**Task to complete:** Please copy the material below line for line, leaving every character unchanged.

┌─ Provided records

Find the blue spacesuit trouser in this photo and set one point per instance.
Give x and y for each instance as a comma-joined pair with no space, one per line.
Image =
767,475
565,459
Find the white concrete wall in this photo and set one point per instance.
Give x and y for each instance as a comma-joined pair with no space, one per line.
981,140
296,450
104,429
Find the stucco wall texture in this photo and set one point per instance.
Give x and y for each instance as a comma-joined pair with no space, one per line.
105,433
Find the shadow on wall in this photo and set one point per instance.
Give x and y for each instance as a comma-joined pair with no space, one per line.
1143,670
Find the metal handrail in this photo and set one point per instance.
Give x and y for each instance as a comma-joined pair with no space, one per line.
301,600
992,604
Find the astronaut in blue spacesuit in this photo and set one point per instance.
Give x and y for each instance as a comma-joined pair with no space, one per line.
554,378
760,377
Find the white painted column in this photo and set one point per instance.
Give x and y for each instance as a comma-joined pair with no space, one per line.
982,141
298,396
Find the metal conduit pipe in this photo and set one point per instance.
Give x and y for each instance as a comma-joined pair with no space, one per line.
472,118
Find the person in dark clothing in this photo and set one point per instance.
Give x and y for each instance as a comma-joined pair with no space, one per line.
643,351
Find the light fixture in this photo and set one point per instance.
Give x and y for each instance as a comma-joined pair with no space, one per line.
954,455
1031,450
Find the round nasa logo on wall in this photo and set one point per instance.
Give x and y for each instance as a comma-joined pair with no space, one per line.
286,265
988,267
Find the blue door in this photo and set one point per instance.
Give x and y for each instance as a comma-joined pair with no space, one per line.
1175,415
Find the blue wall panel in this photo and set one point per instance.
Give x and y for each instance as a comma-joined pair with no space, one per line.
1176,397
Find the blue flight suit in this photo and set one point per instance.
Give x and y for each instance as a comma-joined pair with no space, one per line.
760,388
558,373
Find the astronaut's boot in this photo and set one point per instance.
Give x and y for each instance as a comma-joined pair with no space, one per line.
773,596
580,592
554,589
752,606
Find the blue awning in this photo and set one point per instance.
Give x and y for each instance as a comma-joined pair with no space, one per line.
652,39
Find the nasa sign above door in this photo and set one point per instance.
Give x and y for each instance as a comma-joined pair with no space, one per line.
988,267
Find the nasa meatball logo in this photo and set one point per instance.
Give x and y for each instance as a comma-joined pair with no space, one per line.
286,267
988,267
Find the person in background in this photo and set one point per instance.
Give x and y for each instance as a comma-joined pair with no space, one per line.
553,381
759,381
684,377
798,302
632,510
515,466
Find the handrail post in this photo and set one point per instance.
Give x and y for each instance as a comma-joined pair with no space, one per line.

└─

**Solution to the problem:**
Find the blue spacesuit trouser in this photo and set one point per instance.
Give x and y for each instance as a comma-joined pair with no space, one per line.
Image =
767,475
565,459
Find the white concrete wall in this photo and set one point per instance.
Give x and y for each instance as a comma-joined pair with no space, one per line.
981,140
296,450
104,429
Find the stucco wall texture in this photo and set one point per instance.
Give x and y for each instance as a comma-joined pair with no space, one per line.
105,433
Find the shadow on wall in this photo and set one point per instance.
Give x and y for each instance as a comma-joined pair with no space, one per line.
1143,670
Find the metal handrail in this photo and set one point per instance.
Give x and y for each instance as a comma-joined pair with no space, one per line.
301,600
992,604
Find the astronaut in blue spacesuit in this photo and set one point per instance.
Give x and y for each instance as a comma-joined pair with no space, one per line.
554,378
760,377
Find the white painted column in this photo and set one point per instance.
Give x and y for each instance as a comma-joined pair with no space, one per line.
982,141
298,396
Find the metal conduit pipe in this photo and set one point per instance.
Give x and y for each instance as a comma-joined pair with no space, one per line.
472,118
Find the person in dark clothing in this photo and set one point per instance.
Give x and y for each instance as a comma-joined pair with no space, one per line.
643,351
Find the light fixture in this photo and set one point per instance.
Give x and y for each instance as a comma-joined pair with no space, one per line.
954,455
1031,450
Find the round nasa logo on wall in this photo and set one point per instance.
Give x and y for each instance as a comma-joined pair with no space, one per line.
286,265
988,267
Find the blue door in this photo and set one point per instance.
Give x and y for each instance as a comma-joined pair with no space, one per line.
1175,415
Find the blue wall panel in this photo and set one point per instance.
Give x and y for each instance as a comma-joined pair with no space, one per line.
1176,397
Find the blue flight suit in this photo and set one point per instance.
Give x and y for each instance as a comma-joined pair with no space, one per line.
760,388
558,373
Find the astronaut's boot in this photo and set one point per instance.
Give x and y for each instance as a comma-joined pair with no space, one per line.
773,596
580,592
554,589
752,606
Find the blue awning in this photo and set one point per instance.
Give x and y for each instance as a comma-joined pair with no space, one per line.
652,39
Find the nasa sign above door in this photo and set one point per instance.
Give x and y for each instance as a comma-joined pair with no space, one per line.
988,267
Find the nasa meatball logo in this photo and set one point per instance.
Give x and y for each instance as a comma-joined pair with no space, one per line.
286,267
988,267
Find the person in background in this photo and set one point per instance.
Give x and y for each instance as a comma-joined pair with no space, one per line.
553,381
759,381
684,377
798,302
632,510
515,466
Find the handrail post in this photo and set one point per instance.
Give x and y for each instance as a comma-joined pair with no space, one per line.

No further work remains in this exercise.